# Quoted text
--- START ---

The slope of the best fit line tells us how the dependent variable $y$ changes for every one unit increase in the independent variable $x$, on average.

Learning Objective

  • Infer how variables are related based on the slope of a regression line


Key Points

    • It is important to interpret the slope of the line in the context of the situation represented by the data.
    • A fitted linear regression model can be used to identify the relationship between a single predictor variable $x$ and the response variable $y$ when all the other predictor variables in the model are "held fixed".
    • The interpretation of $m$ (slope) is the expected change in $y$ for a one-unit change in $x$ when the other covariates are held fixed.

Terms

  • covariate

    a variable that is possibly predictive of the outcome under study

  • intercept

    the coordinate of the point at which a curve intersects an axis

  • slope

    the ratio of the vertical and horizontal distances between two points on a line; zero if the line is horizontal, undefined if it is vertical.


Full Text

Making Inferences About the Slope

The slope of the regression line describes how changes in the variables are related. It is important to interpret the slope of the line in the context of the situation represented by the data. You should be able to write a sentence interpreting the slope in plain English.

The slope of the best fit line tells us how the dependent variable $y$ changes for every one unit increase in the independent variable $x$, on average.

Remember the equation for a line is:

$y = mx+b$

where $y$ is the dependent variable, $x$ is the independent variable, $m$ is the slope, and $b$ is the intercept.

A fitted linear regression model can be used to identify the relationship between a single predictor variable, $x$, and the response variable, $y$, when all the other predictor variables in the model are "held fixed". Specifically, the interpretation of $m$ is the expected change in $y$ for a one-unit change in $x$ when the other covariates are held fixed—that is, the expected value of the partial derivative of $y$ with respect to $x$. This is sometimes called the unique effect of $x$ on $y$. In contrast, the marginal effect of $x$ on $y$ can be assessed using a correlation coefficient or simple linear regression model relating $x$ to $y$; this effect is the total derivative of $y$ with respect to $x$.

Care must be taken when interpreting regression results, as some of the regressors may not allow for marginal changes (such as dummy variables, or the intercept term), while others cannot be held fixed.

--- END ---

# Stored records

--- START ---

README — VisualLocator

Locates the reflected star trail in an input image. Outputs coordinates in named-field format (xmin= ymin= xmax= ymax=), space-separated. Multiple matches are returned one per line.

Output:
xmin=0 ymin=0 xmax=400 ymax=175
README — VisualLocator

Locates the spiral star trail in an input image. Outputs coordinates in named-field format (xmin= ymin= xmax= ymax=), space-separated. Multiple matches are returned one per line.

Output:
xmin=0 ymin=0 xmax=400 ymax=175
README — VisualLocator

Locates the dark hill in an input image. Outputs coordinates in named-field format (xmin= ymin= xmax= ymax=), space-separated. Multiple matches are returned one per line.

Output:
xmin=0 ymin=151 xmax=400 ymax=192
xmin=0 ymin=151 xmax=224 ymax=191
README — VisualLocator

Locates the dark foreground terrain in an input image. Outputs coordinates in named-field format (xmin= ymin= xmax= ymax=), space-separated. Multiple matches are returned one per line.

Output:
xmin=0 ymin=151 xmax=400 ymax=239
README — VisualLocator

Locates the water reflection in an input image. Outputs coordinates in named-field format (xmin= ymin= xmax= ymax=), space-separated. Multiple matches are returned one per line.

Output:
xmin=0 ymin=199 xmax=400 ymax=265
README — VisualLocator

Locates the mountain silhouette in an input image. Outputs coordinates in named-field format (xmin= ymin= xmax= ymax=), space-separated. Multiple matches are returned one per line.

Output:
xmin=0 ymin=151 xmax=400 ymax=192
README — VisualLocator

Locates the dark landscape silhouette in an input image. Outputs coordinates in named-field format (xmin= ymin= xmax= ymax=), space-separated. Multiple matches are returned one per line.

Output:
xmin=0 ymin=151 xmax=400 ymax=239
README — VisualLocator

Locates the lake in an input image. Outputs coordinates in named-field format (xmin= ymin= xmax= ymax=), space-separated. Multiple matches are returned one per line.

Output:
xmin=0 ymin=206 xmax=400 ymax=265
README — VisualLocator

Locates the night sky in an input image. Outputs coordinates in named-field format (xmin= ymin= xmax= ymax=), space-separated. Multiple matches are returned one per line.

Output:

--- END ---

# What this exercise asks
1: According to the lesson on regression slopes, what is the interpretation of $m$ sometimes called?
2: Copy the stretch of the lesson on regression slopes from "Making Inferences About" through "is the intercept.".
3: Carry on writing the lesson on regression slopes from where it stops.

# Answers to the tasks
1: The unique effect of $x$ on $y$.

2:
Making Inferences About the Slope

The slope of the regression line describes how changes in the variables are related. It is important to interpret the slope of the line in the context of the situation represented by the data. You should be able to write a sentence interpreting the slope in plain English.

The slope of the best fit line tells us how the dependent variable $y$ changes for every one unit increase in the independent variable $x$, on average.

Remember the equation for a line is:

$y = mx+b$

where $y$ is the dependent variable, $x$ is the independent variable, $m$ is the slope, and $b$ is the intercept.

3:
It is possible that the unique effect can be nearly zero even when the marginal effect is large. This may imply that some other covariate captures all the information in $x$, so that once that variable is in the model, there is no contribution of $x$ to the variation in $y$. Conversely, the unique effect of $x$ can be large while its marginal effect is nearly zero. This would happen if the other covariates explained a great deal of the variation of $y$, but they mainly explain said variation in a way that is complementary to what is captured by $x$. In this case, including the other variables in the model reduces the part of the variability of $y$ that is unrelated to $x$, thereby strengthening the apparent relationship with $x$.

The meaning of the expression "held fixed" may depend on how the values of the predictor variables arise. If the experimenter directly sets the values of the predictor variables according to a study design, the comparisons of interest may literally correspond to comparisons among units whose predictor variables have been "held fixed" by the experimenter. Alternatively, the expression "held fixed" can refer to a selection that takes place in the context of data analysis. In this case, we "hold a variable fixed" by restricting our attention to the subsets of the data that happen to have a common value for the given predictor variable. This is the only interpretation of "held fixed" that can be used in an observational study.

The notion of a "unique effect" is appealing when studying a complex system where multiple interrelated components influence the response variable. In some cases, it can literally be interpreted as the causal effect of an intervention that is linked to the value of a predictor variable. However, it has been argued that in many cases multiple regression analysis fails to clarify the relationships between the predictor variables and the response variables when the predictors are correlated with each other and are not assigned following a study design.